[Supplied material]
┌────────

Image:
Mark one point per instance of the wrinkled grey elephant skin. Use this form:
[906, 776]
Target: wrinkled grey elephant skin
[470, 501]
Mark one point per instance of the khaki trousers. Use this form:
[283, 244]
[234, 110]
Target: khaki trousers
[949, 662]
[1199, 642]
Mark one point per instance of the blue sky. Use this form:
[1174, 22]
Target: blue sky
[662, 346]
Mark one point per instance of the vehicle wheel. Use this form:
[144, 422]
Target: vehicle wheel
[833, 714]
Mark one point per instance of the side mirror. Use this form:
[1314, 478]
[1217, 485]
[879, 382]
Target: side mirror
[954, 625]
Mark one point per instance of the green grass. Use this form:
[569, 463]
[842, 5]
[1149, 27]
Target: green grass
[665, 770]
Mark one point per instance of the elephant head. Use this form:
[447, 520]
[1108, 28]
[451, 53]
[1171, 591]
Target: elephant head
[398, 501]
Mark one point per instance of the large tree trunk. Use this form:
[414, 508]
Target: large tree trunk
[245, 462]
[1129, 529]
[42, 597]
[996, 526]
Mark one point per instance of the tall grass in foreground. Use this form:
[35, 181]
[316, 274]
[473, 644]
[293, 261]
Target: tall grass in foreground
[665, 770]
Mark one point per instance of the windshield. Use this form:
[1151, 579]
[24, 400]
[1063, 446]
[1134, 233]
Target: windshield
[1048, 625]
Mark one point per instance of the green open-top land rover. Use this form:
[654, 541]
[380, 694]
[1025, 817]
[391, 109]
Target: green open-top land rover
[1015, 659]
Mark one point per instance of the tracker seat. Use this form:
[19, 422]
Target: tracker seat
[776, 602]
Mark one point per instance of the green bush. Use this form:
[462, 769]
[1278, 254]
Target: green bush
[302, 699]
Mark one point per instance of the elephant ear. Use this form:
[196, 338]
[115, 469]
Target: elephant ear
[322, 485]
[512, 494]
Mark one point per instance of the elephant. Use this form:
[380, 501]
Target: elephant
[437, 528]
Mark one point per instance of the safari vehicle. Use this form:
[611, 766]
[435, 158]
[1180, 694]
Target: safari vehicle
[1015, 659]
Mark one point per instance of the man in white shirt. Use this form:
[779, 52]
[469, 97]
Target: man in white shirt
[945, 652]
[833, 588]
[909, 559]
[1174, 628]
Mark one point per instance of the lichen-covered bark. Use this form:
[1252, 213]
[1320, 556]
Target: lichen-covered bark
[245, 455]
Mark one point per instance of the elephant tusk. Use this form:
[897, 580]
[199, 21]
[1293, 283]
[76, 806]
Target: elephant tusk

└────────

[Given task]
Output the full listing without altering anything.

[The output]
Image:
Mark one point per instance of the wrinkled grey elephant skin. Use this form:
[906, 776]
Target: wrinkled grey elephant skin
[470, 501]
Mark one point per instance of the khaki trousers. Use this form:
[283, 244]
[234, 110]
Target: khaki trousers
[949, 662]
[1199, 642]
Mark one point per instance of the blue sky. Use this form:
[1174, 22]
Target: blue sky
[662, 346]
Mark one point per instance of the vehicle wheel. Use this form:
[144, 422]
Target: vehicle wheel
[833, 714]
Mark one point per instance of the side mirror. Use this form:
[1314, 478]
[1217, 485]
[879, 382]
Target: side mirror
[954, 625]
Mark one point per instance of the green grass. Use this form:
[569, 463]
[842, 5]
[1149, 27]
Target: green grass
[665, 770]
Mark one point per instance of the elephant head. Use this form:
[447, 520]
[1108, 28]
[451, 53]
[1171, 591]
Target: elephant head
[398, 501]
Mark one point per instance of the large tree trunk. Use this form:
[414, 508]
Target: large tree trunk
[245, 462]
[1129, 529]
[42, 597]
[996, 526]
Mark one point per instance of the tall grass in foreground. Use this form:
[35, 181]
[316, 274]
[473, 644]
[293, 261]
Target: tall grass in foreground
[665, 770]
Mark one point per instance of the windshield. Use this form:
[1151, 579]
[24, 400]
[1063, 446]
[1134, 233]
Target: windshield
[1048, 625]
Mark one point per instance of the green open-top land rover. Use this form:
[654, 541]
[380, 694]
[1025, 817]
[391, 109]
Target: green open-top land rover
[1015, 659]
Mark one point per instance of the tracker seat. Use this form:
[19, 422]
Target: tracker seat
[776, 602]
Mark one point per instance of the green bush. Use this form:
[462, 769]
[1278, 254]
Target: green bush
[302, 699]
Mark one point per instance of the elephant ear. Use this form:
[196, 338]
[115, 469]
Target: elephant ear
[322, 485]
[512, 494]
Mark one point per instance of the elephant. Use this form:
[380, 501]
Target: elephant
[437, 528]
Mark one point per instance of the safari vehicle. Use this form:
[611, 766]
[435, 158]
[1180, 694]
Target: safari vehicle
[1015, 659]
Mark one point per instance of the man in white shirt. Use this form:
[779, 52]
[469, 97]
Target: man in white shirt
[945, 652]
[833, 588]
[909, 559]
[1174, 628]
Mark one point per instance of the lichen-covered bark. Use this form:
[1252, 213]
[1320, 556]
Target: lichen-covered bark
[245, 455]
Mark one point per instance of the elephant tusk. Use this form:
[897, 580]
[199, 21]
[1293, 283]
[76, 806]
Target: elephant tusk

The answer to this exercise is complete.